• _Input data_:
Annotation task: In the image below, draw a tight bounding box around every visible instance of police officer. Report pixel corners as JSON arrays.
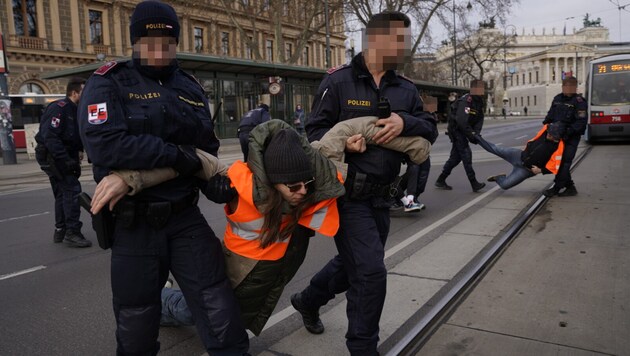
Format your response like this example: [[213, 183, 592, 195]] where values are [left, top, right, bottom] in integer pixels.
[[79, 1, 249, 355], [238, 103, 271, 162], [291, 12, 437, 355], [543, 77, 587, 197], [35, 78, 92, 247], [435, 80, 486, 192]]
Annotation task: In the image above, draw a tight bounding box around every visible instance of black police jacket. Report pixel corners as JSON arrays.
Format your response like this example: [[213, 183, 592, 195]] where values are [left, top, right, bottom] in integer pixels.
[[543, 93, 588, 138], [35, 97, 83, 163], [305, 53, 438, 184], [238, 108, 271, 133], [449, 94, 484, 138], [79, 61, 219, 201]]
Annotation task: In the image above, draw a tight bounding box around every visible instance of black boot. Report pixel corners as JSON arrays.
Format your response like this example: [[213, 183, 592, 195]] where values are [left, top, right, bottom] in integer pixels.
[[558, 184, 577, 197], [53, 227, 66, 244], [470, 178, 486, 193], [63, 231, 92, 247], [291, 293, 324, 334], [435, 173, 453, 190]]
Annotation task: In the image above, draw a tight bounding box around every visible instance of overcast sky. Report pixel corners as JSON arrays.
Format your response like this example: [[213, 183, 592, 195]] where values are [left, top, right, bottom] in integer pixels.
[[507, 0, 630, 42]]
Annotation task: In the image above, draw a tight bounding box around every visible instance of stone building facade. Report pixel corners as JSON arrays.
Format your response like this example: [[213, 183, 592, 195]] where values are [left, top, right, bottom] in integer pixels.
[[0, 0, 345, 94]]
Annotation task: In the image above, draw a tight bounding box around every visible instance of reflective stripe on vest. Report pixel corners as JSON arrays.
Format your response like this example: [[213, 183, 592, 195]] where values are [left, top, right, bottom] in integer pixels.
[[223, 161, 339, 261]]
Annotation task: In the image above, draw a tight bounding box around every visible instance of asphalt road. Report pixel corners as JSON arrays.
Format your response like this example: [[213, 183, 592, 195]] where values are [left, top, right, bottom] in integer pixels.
[[0, 119, 551, 355]]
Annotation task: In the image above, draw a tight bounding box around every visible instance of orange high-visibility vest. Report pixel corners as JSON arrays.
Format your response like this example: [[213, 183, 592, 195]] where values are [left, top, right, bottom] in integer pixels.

• _Work instructions_: Find each line in the items above that contains the word "JSON", and copy every such line in full.

• _Completed exercise_:
Annotation task: In the image below, draw a tight bounding box around every visible instance of police officer. Report pixel corners as JSON arrays.
Annotation task: In the image above, draw a tight bounding box around every visible instance of black police jacket. Report pixel corners as JSON arrays.
Annotation task: In the image above, draw a tight bounding box around every visible instance of black boot. Report pixel corners as JSON arrays.
Annotation task: In the image above, draw a tight bounding box around every visible instance of overcast sky. Report pixel corners as JSON arrays.
Annotation task: In the image above, draw a tight bounding box around every visible instance of stone building facade. Report pixel corners as JSON arrays.
Annotation task: In the image above, draw a tight bounding box around every visible instance of reflective stripe on vest. Report pixel corners as JSON arrays.
Annotation task: In the image above, draw a tight bounding box around every visible instance of asphalt road. Report pixel corners as JSON arrays.
Annotation task: In the image above, draw a tight bounding box around every visible instance of orange high-visibility vest. Report pixel corners as JSON arrays.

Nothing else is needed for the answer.